* BEGIN EXCERPTED TEXT *
Austin short-term rentals averaged about 57% occupancy over the June 2025 to May 2026 period, equivalent to roughly 205 booked nights a year. That is a few points below the US tracked-city average of around 60%, but the city's high nightly rate of about $165 means monthly revenue still lands above the national average at around $2,646 per listing.
March and October are by far the strongest months. March is driven by SXSW (12-18 March 2026), while October stacks the Austin City Limits festival (2-4 and 9-11 October 2026), the Formula 1 US Grand Prix and University of Texas football. With a 53% seasonality index, loading rates for these event weekends matters far more than mid-week summer pricing. January and February are the weakest months.
* END EXCERPTED TEXT *
**EXERCISES:**
1. Could you output the stretch of the Austin short-term rental text from "Austin short-term rentals" through "around $2,646 per listing.", copied word for word?
2. Can you go on with the Austin short-term rental text, picking up after its final sentence?
* BEGIN PROVIDED RECORDS *
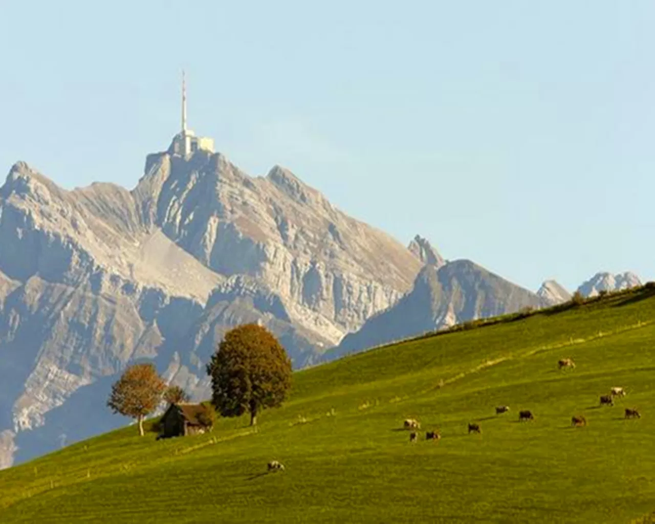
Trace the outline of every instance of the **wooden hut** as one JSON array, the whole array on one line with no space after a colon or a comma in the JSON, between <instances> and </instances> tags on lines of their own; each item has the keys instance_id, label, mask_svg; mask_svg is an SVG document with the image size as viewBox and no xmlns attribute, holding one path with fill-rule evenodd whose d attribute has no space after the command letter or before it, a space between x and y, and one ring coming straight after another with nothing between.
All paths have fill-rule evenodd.
<instances>
[{"instance_id":1,"label":"wooden hut","mask_svg":"<svg viewBox=\"0 0 655 524\"><path fill-rule=\"evenodd\" d=\"M202 404L171 404L160 420L160 436L168 438L204 433L210 429L207 425L210 409Z\"/></svg>"}]
</instances>

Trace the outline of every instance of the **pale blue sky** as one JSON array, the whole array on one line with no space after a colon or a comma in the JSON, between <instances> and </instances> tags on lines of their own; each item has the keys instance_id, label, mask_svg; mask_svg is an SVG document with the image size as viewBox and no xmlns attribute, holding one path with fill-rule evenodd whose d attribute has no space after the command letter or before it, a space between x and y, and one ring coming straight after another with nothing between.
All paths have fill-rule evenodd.
<instances>
[{"instance_id":1,"label":"pale blue sky","mask_svg":"<svg viewBox=\"0 0 655 524\"><path fill-rule=\"evenodd\" d=\"M184 67L218 151L403 244L533 290L655 279L655 2L318 4L0 0L0 170L133 187Z\"/></svg>"}]
</instances>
* END PROVIDED RECORDS *
**EXPECTED RESPONSES:**
1.
Austin short-term rentals averaged about 57% occupancy over the June 2025 to May 2026 period, equivalent to roughly 205 booked nights a year. That is a few points below the US tracked-city average of around 60%, but the city's high nightly rate of about $165 means monthly revenue still lands above the national average at around $2,646 per listing.

2.
Yes. Austin requires a city STR licence for every operator regardless of platform, classified as Type 1 (owner-occupied), Type 2 (non-owner-occupied single-family or duplex) or Type 3 (multifamily). Since the February 2025 overhaul effective 1 October 2025, licences last two years, the licence number must appear on listings, and you cannot operate two STRs within 1,000 feet of each other. Hotel Occupancy Tax also applies.
Downtown and Rainey Street earn the highest rates thanks to nightlife and convention-centre proximity. South Congress (SoCo) performs strongly with leisure and design-minded guests, while East Austin offers a hipper vibe and better rate-to-cost economics. Zilker is ideal for ACL weekends, and The Domain in north Austin suits steadier corporate and tech travellers with less festival volatility.